Region pointing data:
=== Begin Enclosure ===

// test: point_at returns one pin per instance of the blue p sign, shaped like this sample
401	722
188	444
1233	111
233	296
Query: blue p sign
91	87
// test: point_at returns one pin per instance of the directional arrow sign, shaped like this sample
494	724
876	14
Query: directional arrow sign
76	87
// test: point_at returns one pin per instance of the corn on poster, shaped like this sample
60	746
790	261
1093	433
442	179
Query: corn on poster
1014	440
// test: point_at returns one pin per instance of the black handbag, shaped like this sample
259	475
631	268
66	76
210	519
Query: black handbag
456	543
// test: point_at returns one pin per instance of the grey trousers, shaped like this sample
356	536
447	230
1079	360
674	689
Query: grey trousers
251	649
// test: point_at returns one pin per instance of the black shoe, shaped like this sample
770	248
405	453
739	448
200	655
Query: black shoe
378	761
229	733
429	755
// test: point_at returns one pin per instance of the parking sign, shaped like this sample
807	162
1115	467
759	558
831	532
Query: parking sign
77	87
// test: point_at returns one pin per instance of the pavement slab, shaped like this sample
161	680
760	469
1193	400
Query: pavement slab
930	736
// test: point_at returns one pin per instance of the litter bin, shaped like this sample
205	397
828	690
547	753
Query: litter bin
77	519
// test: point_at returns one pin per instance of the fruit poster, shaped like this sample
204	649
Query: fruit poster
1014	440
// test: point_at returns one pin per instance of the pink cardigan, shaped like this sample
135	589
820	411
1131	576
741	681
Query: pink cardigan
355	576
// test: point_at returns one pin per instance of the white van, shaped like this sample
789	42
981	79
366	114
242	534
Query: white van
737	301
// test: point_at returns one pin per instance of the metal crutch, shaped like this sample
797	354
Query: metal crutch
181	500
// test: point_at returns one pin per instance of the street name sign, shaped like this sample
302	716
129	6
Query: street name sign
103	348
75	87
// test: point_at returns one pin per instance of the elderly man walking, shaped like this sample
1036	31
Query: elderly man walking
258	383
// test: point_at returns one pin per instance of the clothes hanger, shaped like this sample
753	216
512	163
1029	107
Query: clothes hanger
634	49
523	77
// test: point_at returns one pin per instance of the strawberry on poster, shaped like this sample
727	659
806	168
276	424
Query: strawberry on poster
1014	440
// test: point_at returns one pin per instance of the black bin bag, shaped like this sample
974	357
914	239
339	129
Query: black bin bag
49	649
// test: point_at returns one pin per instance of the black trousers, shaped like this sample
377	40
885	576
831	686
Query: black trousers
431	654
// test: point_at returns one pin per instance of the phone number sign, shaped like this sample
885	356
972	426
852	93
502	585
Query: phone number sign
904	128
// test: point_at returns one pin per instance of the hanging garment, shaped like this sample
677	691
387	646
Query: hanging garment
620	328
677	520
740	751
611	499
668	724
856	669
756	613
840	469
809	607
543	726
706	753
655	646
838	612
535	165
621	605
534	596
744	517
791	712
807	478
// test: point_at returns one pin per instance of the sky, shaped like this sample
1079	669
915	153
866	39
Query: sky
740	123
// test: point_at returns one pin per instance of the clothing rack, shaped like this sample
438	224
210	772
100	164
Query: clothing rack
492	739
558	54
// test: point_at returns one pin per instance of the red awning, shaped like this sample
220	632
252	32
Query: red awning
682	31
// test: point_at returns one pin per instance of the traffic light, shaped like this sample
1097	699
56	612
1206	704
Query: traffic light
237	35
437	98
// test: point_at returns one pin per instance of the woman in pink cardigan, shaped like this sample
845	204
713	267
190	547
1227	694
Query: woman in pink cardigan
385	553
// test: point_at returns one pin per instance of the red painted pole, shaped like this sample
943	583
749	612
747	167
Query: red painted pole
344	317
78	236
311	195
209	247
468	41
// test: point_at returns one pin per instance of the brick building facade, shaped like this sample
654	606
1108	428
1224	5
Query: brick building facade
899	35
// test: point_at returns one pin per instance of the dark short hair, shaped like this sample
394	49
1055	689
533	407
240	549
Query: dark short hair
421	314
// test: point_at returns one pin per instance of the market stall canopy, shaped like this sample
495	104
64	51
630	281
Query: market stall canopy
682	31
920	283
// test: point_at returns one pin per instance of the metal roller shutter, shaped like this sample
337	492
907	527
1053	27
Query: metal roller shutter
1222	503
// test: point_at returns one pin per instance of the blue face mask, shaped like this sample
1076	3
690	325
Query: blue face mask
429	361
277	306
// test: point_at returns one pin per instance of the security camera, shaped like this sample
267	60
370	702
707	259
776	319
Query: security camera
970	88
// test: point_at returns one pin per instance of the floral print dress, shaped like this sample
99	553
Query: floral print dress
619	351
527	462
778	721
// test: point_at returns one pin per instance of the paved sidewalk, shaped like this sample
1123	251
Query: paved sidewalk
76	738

=== End Enclosure ===

__Work to complete__: Beginning at the line above that contains "Query: grey trousers", return each line exactly through the line that contains "fruit poster, shaped like this sample", and no others.

__Answer box__:
Query: grey trousers
251	649
// test: point_at returns one pin per instance of the black shoe, shaped like this sample
770	248
405	453
739	448
200	655
Query: black shoe
378	761
229	733
429	755
// test: point_at returns one pin per instance of the parking sign, shaped like this sample
807	162
1115	467
759	558
831	532
Query: parking sign
77	87
// test: point_at returns one pin per instance of the pavement slab, shaped like this sample
161	680
760	469
1193	400
Query: pavement slab
930	736
// test: point_at returns one pin per instance of the litter bin, shaped like this sample
205	397
828	690
547	753
Query: litter bin
77	519
// test: point_at returns one pin per instance of the fruit poster, shaped like this sample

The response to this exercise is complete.